• EXERCISE DESCRIPTION
Give only the lines from the one containing "Reviewer note: confirm that each instance of the taillight" through the end of the material below, exactly as written.

• DATA IN THIS EXERCISE
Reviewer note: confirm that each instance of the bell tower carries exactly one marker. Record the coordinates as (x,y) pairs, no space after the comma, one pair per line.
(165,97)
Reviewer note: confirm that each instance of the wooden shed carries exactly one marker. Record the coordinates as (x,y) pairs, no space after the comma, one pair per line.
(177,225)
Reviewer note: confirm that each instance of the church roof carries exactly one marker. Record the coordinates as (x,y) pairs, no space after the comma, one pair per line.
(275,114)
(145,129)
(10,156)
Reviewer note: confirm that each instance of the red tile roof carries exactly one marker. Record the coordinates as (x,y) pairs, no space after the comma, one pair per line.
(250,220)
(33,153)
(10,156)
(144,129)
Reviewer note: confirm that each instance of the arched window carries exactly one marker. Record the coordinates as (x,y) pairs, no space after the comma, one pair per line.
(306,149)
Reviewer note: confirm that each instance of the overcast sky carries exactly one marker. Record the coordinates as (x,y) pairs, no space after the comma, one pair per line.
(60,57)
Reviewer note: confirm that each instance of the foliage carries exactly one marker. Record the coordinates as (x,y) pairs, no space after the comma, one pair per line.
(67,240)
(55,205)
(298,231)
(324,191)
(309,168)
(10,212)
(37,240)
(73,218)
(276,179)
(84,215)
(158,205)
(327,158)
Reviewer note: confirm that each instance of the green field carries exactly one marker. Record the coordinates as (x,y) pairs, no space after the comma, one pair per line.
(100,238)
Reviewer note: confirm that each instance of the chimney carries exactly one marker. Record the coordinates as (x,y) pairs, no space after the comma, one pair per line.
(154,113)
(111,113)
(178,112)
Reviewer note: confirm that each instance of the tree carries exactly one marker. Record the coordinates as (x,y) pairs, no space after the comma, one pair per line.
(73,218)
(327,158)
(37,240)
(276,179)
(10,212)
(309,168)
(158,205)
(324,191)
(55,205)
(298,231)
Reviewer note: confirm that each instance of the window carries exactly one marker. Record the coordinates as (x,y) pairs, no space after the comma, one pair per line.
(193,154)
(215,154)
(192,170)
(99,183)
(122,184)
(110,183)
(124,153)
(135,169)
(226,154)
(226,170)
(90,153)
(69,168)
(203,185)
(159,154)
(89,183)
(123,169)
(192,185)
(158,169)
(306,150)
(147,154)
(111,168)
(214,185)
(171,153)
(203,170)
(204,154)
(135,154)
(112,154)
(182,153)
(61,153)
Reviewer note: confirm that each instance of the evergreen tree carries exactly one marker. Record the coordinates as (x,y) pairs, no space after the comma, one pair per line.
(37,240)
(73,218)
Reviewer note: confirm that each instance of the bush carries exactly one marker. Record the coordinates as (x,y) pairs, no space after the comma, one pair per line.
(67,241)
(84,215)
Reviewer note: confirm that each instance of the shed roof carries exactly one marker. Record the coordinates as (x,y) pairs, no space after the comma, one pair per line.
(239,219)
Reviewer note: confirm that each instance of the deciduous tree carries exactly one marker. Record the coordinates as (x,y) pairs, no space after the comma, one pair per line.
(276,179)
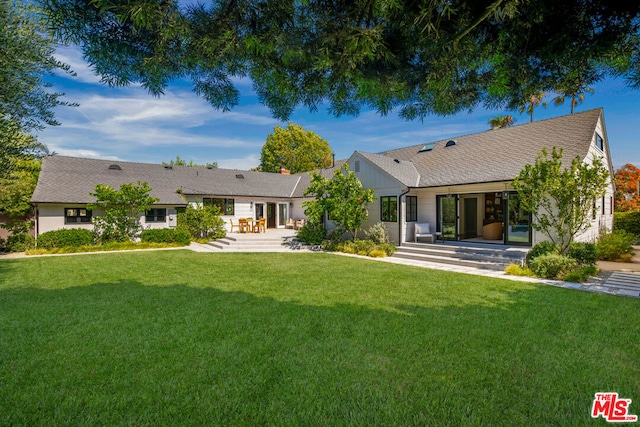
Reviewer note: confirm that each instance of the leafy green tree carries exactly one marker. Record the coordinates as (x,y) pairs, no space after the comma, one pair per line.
(16,188)
(342,196)
(202,222)
(180,162)
(26,58)
(295,149)
(121,209)
(437,57)
(561,198)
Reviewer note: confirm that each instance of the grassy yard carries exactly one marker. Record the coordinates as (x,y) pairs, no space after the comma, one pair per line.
(183,338)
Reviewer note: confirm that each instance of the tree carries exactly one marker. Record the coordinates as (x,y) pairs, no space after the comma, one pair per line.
(499,122)
(121,209)
(26,57)
(627,180)
(437,57)
(179,162)
(202,222)
(342,197)
(532,102)
(294,149)
(560,198)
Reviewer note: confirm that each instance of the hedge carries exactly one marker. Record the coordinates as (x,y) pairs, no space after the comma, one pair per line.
(66,237)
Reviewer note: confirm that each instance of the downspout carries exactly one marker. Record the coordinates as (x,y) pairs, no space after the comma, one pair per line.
(400,215)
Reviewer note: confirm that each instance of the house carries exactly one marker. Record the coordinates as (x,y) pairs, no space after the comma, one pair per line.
(460,186)
(65,184)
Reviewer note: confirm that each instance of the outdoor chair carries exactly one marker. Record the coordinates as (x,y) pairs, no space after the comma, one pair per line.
(423,230)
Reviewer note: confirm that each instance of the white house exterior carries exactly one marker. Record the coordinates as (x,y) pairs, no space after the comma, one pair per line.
(460,186)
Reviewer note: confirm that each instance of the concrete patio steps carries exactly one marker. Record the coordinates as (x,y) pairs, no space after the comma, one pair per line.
(491,257)
(277,240)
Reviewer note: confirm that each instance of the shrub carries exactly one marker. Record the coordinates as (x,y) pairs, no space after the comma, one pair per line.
(20,242)
(312,233)
(552,266)
(615,246)
(627,221)
(584,253)
(581,274)
(362,247)
(166,235)
(377,253)
(518,270)
(542,248)
(378,233)
(202,222)
(65,237)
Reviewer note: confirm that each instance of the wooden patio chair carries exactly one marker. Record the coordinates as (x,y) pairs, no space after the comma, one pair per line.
(260,224)
(243,225)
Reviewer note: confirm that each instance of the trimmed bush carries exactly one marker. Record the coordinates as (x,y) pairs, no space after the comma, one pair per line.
(66,237)
(542,248)
(552,266)
(20,242)
(616,246)
(584,253)
(517,270)
(581,274)
(312,233)
(627,221)
(378,233)
(166,235)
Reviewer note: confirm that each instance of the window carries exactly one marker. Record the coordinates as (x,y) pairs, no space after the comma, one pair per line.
(599,142)
(77,215)
(156,215)
(389,208)
(412,208)
(226,206)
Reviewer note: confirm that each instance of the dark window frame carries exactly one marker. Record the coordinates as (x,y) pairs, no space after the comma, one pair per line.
(389,214)
(152,215)
(411,208)
(599,141)
(227,206)
(78,216)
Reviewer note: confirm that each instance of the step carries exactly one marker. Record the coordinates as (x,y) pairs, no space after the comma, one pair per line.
(468,256)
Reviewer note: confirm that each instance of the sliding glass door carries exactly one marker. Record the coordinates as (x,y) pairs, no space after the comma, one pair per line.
(447,211)
(518,222)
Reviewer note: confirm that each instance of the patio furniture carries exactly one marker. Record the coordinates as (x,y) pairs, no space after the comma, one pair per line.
(239,225)
(422,230)
(243,225)
(492,231)
(260,224)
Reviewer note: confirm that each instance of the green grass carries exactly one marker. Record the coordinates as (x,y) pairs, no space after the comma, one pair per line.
(183,338)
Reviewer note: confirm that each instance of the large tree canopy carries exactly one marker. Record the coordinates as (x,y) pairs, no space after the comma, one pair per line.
(26,57)
(436,57)
(295,149)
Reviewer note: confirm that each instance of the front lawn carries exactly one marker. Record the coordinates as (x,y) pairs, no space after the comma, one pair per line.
(183,338)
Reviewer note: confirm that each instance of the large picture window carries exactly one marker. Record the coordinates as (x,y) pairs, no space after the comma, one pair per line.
(77,215)
(412,208)
(389,208)
(156,215)
(226,206)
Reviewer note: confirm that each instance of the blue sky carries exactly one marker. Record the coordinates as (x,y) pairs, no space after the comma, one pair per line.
(131,125)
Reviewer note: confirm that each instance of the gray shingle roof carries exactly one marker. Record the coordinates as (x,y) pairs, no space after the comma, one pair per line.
(71,179)
(402,170)
(496,155)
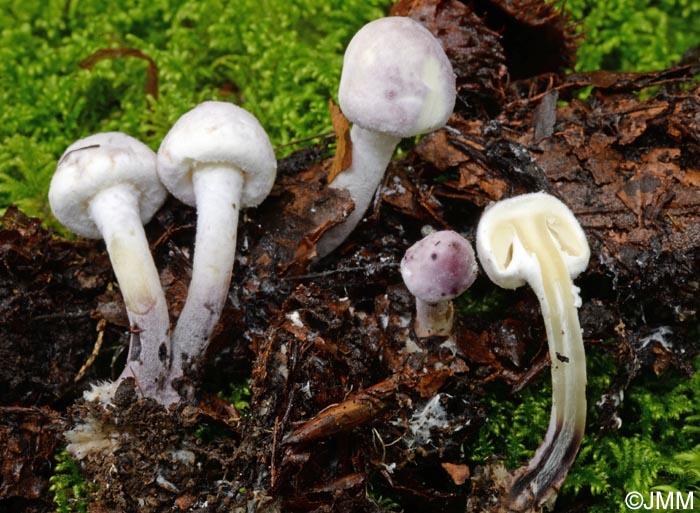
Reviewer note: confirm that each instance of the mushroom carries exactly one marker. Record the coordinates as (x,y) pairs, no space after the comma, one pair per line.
(106,186)
(396,82)
(218,158)
(536,239)
(437,269)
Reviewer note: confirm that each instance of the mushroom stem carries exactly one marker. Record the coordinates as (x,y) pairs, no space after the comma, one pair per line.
(116,214)
(433,319)
(371,154)
(559,300)
(217,188)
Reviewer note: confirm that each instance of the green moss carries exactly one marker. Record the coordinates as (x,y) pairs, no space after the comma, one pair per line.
(656,448)
(634,35)
(283,67)
(70,492)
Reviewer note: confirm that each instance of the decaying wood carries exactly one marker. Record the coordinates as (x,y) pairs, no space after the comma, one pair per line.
(344,398)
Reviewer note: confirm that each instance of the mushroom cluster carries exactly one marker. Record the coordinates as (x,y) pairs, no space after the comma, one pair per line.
(216,157)
(396,82)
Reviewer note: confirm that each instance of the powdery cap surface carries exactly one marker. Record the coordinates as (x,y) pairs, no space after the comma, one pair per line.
(217,133)
(96,163)
(439,267)
(396,79)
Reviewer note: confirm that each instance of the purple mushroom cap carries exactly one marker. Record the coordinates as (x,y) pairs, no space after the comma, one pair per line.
(439,267)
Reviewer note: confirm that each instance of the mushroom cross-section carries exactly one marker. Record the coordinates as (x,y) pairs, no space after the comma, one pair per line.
(396,82)
(106,186)
(218,158)
(437,269)
(536,239)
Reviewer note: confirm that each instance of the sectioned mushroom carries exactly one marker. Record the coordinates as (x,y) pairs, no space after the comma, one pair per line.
(396,82)
(106,186)
(536,239)
(437,269)
(218,158)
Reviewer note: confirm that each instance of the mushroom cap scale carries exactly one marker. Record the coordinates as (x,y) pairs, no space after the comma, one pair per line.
(217,133)
(439,267)
(502,252)
(396,79)
(92,165)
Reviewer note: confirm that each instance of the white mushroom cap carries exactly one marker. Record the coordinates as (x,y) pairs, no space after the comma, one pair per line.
(96,163)
(501,250)
(217,133)
(439,267)
(396,79)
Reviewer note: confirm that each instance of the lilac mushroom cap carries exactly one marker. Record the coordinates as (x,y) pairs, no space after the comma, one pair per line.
(396,82)
(437,269)
(396,79)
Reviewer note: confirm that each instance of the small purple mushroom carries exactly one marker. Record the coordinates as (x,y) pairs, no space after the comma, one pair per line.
(437,269)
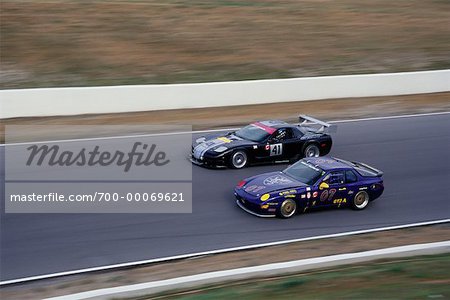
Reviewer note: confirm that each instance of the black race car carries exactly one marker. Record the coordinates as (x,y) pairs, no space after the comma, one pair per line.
(264,142)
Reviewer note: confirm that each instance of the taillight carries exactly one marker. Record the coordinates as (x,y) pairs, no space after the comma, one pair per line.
(241,184)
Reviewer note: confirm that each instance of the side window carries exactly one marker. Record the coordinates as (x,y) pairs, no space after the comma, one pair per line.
(336,178)
(281,134)
(350,177)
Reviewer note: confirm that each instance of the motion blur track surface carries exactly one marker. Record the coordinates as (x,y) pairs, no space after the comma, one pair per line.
(413,152)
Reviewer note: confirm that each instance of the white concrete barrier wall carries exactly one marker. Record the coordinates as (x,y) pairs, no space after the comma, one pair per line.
(116,99)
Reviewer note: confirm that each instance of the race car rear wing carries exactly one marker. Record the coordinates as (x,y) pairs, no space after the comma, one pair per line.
(375,172)
(324,127)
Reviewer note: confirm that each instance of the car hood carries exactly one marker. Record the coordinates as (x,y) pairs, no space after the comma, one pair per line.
(217,142)
(270,182)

• RESULT OF THE TASK
Reviewer note: confirm that each instance of the taillight carries exactly one marker. Record the coordinates as (x,y) pairs, no space after the comma, one pair per line.
(241,184)
Reviewer note: confirm that each instance of the side window carries exactly one marker. Record the coordinates as (x,y) pairs, no space after the comma, one pair per line.
(336,178)
(281,134)
(350,177)
Reviewer note: confirm that each instance of the motion blur track surface carries exactly one marker. Record the coordinates as (x,y) pairs, no space after the comma, one pair per line.
(413,152)
Reviewer note: confirm that each instance of the white concrete barrier wall carries exactly one marker. Record the coordinates as (x,y) pairs, no space after the comma, one pair per line.
(116,99)
Reviewer note: confirm that each instance of the race car rear wing carries exactly one marker. Record the coordinates as (x,y) pairs, no space after the comma, one pair per line.
(375,172)
(324,127)
Reviewer note: confirm that each instance of the car hood carries exactly one marker. Record the coordinates as (x,y) pairs, no space after the comma, one pair per line.
(217,142)
(270,182)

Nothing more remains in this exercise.